[Stored items from a collection]
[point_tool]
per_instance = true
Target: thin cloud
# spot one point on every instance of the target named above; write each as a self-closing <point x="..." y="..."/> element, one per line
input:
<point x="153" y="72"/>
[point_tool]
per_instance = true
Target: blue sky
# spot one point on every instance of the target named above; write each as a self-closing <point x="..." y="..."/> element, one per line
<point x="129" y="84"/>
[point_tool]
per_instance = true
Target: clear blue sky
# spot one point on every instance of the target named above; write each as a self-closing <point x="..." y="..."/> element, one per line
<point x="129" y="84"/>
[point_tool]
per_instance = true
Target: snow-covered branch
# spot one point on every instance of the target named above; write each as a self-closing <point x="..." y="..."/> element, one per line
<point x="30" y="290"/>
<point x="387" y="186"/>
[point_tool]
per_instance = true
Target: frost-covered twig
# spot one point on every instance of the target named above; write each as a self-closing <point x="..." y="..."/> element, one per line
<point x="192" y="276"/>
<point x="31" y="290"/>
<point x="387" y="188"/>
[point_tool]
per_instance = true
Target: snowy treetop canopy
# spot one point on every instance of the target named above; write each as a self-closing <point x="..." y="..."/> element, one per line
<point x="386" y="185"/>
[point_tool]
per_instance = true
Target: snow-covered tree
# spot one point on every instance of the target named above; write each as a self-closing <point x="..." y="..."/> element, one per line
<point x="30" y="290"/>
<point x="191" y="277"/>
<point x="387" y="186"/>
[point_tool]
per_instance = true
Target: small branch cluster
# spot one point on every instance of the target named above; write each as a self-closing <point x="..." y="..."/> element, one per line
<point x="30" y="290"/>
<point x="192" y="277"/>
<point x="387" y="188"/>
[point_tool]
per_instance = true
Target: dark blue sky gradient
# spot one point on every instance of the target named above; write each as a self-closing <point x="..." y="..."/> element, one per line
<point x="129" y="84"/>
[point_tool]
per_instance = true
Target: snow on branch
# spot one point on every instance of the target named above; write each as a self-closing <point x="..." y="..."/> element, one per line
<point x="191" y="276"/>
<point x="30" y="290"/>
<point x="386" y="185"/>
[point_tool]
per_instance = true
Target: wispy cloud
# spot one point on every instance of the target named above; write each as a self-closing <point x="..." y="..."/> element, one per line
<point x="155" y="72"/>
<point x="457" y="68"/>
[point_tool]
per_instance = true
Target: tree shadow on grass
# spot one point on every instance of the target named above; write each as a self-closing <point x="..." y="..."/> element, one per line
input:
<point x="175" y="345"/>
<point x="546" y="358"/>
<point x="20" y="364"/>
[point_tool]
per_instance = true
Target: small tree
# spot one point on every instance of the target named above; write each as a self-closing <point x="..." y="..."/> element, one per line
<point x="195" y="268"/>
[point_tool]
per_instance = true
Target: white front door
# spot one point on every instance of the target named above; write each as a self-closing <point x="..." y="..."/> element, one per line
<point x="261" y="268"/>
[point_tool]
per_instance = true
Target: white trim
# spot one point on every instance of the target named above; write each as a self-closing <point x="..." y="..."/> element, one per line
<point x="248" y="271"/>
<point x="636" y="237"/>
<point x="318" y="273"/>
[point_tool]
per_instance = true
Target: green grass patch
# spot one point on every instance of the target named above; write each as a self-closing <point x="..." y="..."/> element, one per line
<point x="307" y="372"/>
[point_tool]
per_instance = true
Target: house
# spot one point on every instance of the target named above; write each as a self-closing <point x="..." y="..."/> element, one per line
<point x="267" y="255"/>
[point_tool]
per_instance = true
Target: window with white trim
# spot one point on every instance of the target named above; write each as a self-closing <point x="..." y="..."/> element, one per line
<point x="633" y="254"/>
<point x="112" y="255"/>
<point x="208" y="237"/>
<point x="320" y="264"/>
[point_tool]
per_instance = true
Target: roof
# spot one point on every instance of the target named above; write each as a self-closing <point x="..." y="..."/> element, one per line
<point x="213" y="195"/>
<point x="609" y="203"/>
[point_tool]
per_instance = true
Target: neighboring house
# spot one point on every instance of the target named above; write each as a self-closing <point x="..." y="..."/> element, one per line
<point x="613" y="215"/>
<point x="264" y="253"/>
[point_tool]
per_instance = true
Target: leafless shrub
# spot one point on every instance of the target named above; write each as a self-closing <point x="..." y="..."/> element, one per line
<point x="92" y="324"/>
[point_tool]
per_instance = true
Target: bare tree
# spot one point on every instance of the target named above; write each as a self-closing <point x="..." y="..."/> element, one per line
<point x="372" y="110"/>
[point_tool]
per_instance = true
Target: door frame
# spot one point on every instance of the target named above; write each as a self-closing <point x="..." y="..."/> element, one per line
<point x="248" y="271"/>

• What you have to do: Every record must appear in the answer exactly as it appears above.

• Answer:
[point_tool]
per_instance = true
Target: thin cloud
# spot one point on every instance of the target named above; write each as a self-closing <point x="..." y="..."/> element, one per line
input:
<point x="153" y="72"/>
[point_tool]
per_instance = true
Target: blue sky
# spot one point on every instance of the target named above; write each as a self-closing <point x="..." y="..."/> element, one per line
<point x="129" y="84"/>
[point_tool]
per_instance = true
Target: clear blue sky
# spot one point on every instance of the target named above; write each as a self-closing <point x="..." y="..."/> element, one per line
<point x="129" y="84"/>
[point_tool]
per_instance = true
Target: snow-covered branch
# spot one point on every instance of the target named above; write each as a self-closing <point x="..." y="..."/> element, one per line
<point x="30" y="290"/>
<point x="387" y="186"/>
[point_tool]
per_instance = true
Target: frost-covered twig
# spot one point on every instance of the target named above; write each as a self-closing <point x="..." y="..."/> element, one per line
<point x="192" y="276"/>
<point x="31" y="290"/>
<point x="387" y="188"/>
[point_tool]
per_instance = true
Target: snowy treetop canopy
# spot one point on every instance of the target named above; write each as a self-closing <point x="..." y="..."/> element, one per line
<point x="386" y="185"/>
[point_tool]
per_instance = true
Target: snow-covered tree
# spot one point on every instance of the target named above; write each as a self-closing <point x="..." y="..."/> element, one per line
<point x="30" y="290"/>
<point x="191" y="277"/>
<point x="387" y="186"/>
[point_tool]
per_instance = true
Target: small branch cluster
# spot one point on every instance of the target named above; write each as a self-closing <point x="..." y="..."/> element, one per line
<point x="30" y="290"/>
<point x="192" y="277"/>
<point x="387" y="188"/>
[point_tool]
per_instance = true
Target: dark blue sky gradient
# spot one point on every instance of the target named above; write each as a self-closing <point x="..." y="..."/> element, one per line
<point x="129" y="84"/>
[point_tool]
per_instance = true
Target: snow on branch
# spot one point on every instance of the target named above; write each as a self-closing <point x="..." y="..."/> element, one per line
<point x="191" y="276"/>
<point x="30" y="290"/>
<point x="386" y="185"/>
[point_tool]
per_instance = true
Target: wispy cloud
# spot one point on every instance of the target named above; write each as a self-closing <point x="..." y="..."/> element, one per line
<point x="155" y="72"/>
<point x="457" y="68"/>
[point_tool]
per_instance = true
Target: tree shadow on grass
# spot one point on every instance of the target named above; write each as a self-closing <point x="..." y="..."/> element, one per line
input:
<point x="175" y="345"/>
<point x="546" y="358"/>
<point x="20" y="364"/>
[point_tool]
per_instance = true
Target: small tree
# spot one point on every instance of the target named above; write each as a self-closing <point x="..." y="..."/> element, one per line
<point x="195" y="268"/>
[point_tool]
per_instance = true
Target: white front door
# spot one point on every instance of the target named above; write each as a self-closing <point x="..." y="..."/> element, one per line
<point x="261" y="268"/>
[point_tool]
per_instance = true
Target: white trim
# spot one point on every instance of the target named above; write each as a self-closing <point x="..." y="..."/> element, one per line
<point x="248" y="271"/>
<point x="636" y="237"/>
<point x="318" y="273"/>
[point_tool]
per_instance = true
Target: green grass patch
# spot one point on every instance of the target named above; write each as a self-closing <point x="..." y="..."/> element, one per line
<point x="307" y="372"/>
[point_tool]
per_instance = true
Target: house
# spot one point on every instance of the target named above; write each as a self-closing <point x="..." y="..."/> element, one per line
<point x="267" y="255"/>
[point_tool]
per_instance = true
Target: window with white trim
# spot one point on every instance of the target named above; write each as a self-closing <point x="..." y="..."/> element, one per line
<point x="633" y="254"/>
<point x="112" y="255"/>
<point x="208" y="237"/>
<point x="320" y="264"/>
[point_tool]
per_instance = true
Target: roof
# spot one point on every instance of the target named above; write each as a self-closing <point x="..." y="..."/> element, one per line
<point x="213" y="195"/>
<point x="609" y="203"/>
[point_tool]
per_instance = true
Target: neighboring house
# spot one point on every instance of the target named above; write each as a self-closing <point x="..." y="..."/> element, one per line
<point x="613" y="215"/>
<point x="264" y="253"/>
[point_tool]
per_instance = true
Target: leafless shrub
# spot one point on every instance of the target named above; write each as a self-closing <point x="..." y="..."/> element, one per line
<point x="92" y="324"/>
[point_tool]
per_instance = true
Target: bare tree
# spot one point on every instance of the target named above; write each as a self-closing <point x="..." y="..."/> element, one per line
<point x="372" y="110"/>
[point_tool]
per_instance = true
Target: door frame
# spot one point on every instance of the target named above; write each as a self-closing <point x="..." y="..."/> element, one per line
<point x="248" y="271"/>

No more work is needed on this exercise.